Your goal: Reproduce without alteration the listing from its first line through the line containing "638;423;685;562", both ends included.

Material provided:

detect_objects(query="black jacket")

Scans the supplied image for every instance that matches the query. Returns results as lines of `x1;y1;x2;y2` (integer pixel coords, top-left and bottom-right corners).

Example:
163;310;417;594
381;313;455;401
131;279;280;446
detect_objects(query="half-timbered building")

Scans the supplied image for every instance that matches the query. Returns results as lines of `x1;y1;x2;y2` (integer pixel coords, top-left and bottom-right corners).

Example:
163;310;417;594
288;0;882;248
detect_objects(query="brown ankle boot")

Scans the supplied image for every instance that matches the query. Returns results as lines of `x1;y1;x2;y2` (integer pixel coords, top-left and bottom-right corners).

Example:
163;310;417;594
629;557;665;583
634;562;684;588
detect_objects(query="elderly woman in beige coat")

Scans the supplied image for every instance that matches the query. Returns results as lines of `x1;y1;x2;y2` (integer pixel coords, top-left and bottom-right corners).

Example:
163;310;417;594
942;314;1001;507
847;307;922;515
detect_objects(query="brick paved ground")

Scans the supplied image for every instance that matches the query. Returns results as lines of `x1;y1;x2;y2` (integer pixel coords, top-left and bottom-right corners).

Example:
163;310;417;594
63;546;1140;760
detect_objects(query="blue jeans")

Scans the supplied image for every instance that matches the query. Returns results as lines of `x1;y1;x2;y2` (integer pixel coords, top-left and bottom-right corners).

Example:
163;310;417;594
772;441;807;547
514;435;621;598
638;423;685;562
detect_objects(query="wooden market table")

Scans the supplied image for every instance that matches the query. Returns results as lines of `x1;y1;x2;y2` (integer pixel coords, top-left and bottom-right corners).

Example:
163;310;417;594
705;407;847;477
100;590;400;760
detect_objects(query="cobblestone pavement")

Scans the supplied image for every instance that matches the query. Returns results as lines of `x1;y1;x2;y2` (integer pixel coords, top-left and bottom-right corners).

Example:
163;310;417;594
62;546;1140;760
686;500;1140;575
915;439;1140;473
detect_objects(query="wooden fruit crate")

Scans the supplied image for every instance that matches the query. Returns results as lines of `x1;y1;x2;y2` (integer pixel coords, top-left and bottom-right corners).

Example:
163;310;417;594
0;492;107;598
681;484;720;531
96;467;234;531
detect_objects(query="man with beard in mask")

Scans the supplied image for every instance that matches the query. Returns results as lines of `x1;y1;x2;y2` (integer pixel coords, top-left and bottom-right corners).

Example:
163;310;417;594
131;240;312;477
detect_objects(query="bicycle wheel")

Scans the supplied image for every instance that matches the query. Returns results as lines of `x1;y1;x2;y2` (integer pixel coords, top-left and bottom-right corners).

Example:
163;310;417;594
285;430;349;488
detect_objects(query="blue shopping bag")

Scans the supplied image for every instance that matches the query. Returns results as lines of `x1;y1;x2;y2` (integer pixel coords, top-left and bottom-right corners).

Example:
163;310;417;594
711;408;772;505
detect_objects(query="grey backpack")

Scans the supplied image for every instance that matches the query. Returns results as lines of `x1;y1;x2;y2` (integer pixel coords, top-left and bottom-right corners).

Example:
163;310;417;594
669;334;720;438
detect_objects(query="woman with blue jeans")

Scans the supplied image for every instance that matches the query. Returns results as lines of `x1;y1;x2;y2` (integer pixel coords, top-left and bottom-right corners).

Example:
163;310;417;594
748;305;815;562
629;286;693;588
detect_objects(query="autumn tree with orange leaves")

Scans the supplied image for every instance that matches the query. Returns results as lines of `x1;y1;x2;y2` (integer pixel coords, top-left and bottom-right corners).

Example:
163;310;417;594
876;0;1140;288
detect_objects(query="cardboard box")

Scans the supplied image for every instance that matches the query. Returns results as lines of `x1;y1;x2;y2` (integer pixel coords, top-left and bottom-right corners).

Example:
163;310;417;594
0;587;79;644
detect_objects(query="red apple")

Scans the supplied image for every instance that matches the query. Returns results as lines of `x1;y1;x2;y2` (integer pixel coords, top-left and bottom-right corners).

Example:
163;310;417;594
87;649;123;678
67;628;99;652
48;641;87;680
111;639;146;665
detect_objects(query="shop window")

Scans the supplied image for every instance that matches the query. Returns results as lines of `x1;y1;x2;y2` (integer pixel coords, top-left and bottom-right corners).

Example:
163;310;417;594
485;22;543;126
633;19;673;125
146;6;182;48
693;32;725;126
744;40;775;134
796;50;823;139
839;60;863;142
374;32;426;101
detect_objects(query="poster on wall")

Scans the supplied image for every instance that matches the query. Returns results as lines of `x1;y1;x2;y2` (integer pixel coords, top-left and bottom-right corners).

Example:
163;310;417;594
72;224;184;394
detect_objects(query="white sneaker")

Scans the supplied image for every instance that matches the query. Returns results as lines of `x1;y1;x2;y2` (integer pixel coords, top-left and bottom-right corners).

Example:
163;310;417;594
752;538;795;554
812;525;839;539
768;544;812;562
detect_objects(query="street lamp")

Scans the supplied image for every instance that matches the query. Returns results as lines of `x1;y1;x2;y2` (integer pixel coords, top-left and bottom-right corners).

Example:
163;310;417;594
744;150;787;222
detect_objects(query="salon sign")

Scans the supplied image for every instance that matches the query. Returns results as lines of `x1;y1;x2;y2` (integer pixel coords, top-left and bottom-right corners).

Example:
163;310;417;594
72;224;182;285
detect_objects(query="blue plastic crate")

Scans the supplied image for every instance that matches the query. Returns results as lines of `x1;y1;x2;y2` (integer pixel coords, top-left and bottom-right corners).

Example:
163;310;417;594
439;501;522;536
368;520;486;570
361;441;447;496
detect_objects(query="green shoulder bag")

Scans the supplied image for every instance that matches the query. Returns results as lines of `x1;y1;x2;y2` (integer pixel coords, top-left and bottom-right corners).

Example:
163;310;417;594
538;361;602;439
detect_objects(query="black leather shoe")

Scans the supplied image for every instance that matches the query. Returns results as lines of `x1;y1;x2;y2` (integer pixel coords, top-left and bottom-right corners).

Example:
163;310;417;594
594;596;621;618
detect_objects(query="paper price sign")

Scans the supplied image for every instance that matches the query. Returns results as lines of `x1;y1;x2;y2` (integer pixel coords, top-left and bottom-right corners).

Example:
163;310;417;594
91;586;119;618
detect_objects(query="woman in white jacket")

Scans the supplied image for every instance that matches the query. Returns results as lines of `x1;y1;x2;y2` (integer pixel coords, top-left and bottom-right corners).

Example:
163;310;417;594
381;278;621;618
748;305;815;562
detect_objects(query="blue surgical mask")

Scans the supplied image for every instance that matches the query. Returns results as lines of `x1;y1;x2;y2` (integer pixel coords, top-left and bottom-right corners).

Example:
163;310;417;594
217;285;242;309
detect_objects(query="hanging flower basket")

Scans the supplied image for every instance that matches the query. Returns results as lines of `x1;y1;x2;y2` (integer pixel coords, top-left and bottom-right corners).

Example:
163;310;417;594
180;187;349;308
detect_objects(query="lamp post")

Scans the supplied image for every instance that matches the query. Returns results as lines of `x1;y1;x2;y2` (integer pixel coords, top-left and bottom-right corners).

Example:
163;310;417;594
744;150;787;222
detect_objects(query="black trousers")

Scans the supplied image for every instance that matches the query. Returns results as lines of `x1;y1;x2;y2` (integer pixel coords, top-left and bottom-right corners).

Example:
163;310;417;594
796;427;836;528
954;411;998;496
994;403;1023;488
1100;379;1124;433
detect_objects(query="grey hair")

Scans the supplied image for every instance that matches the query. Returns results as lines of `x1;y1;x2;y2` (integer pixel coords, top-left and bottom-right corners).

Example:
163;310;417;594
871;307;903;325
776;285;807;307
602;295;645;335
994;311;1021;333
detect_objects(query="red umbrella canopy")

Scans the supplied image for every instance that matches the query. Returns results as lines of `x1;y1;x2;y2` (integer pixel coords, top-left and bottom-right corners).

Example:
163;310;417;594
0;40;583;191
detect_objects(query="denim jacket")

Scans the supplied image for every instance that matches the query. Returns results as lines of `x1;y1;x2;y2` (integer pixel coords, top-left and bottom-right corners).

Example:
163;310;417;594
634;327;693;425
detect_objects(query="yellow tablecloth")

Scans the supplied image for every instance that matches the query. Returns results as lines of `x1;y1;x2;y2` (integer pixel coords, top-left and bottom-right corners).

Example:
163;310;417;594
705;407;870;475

Full solution:
detect_objects(query="black jacket")

Scans the supplied image for every instance that matches the query. Returns results as lines of `x1;y1;x2;y2` (integer pixel coords, top-left and bottom-right corners).

Example:
163;310;417;594
381;313;455;401
131;279;280;446
detect_objects(query="half-timbered building")

Scans the supplied image for every instance that matches the query. Returns results as lines of `x1;y1;x2;y2` (integer pixel coords, top-left and bottom-right corners).

Example:
163;310;417;594
288;0;882;248
detect_objects(query="brown ankle boot")

Scans the supplied image for every instance that matches the query. Returns results as lines of `x1;y1;x2;y2` (integer pixel coords, top-left and bottom-right corners).

Example:
163;310;417;594
629;557;665;583
634;562;684;588
detect_objects(query="elderly woman in beige coat")

Scans the supplied image for every instance that matches the query. Returns results as lines of `x1;y1;x2;y2` (integer pixel coords, top-left and bottom-right corners).

Example:
163;310;417;594
942;314;1001;507
847;307;922;515
detect_objects(query="brick paved ground")

Scans the supplied image for every instance that matches the query. Returns results as lines of `x1;y1;x2;y2` (integer pixel coords, top-left and bottom-right corners).

Example:
163;310;417;594
63;546;1140;760
detect_objects(query="blue jeans")

Scans the supplied image for every instance that matches the query. Returns results as lines of `x1;y1;x2;y2` (integer pixel coords, top-left and bottom-right corners).

Example:
163;310;417;594
772;441;807;547
514;435;621;598
638;423;685;562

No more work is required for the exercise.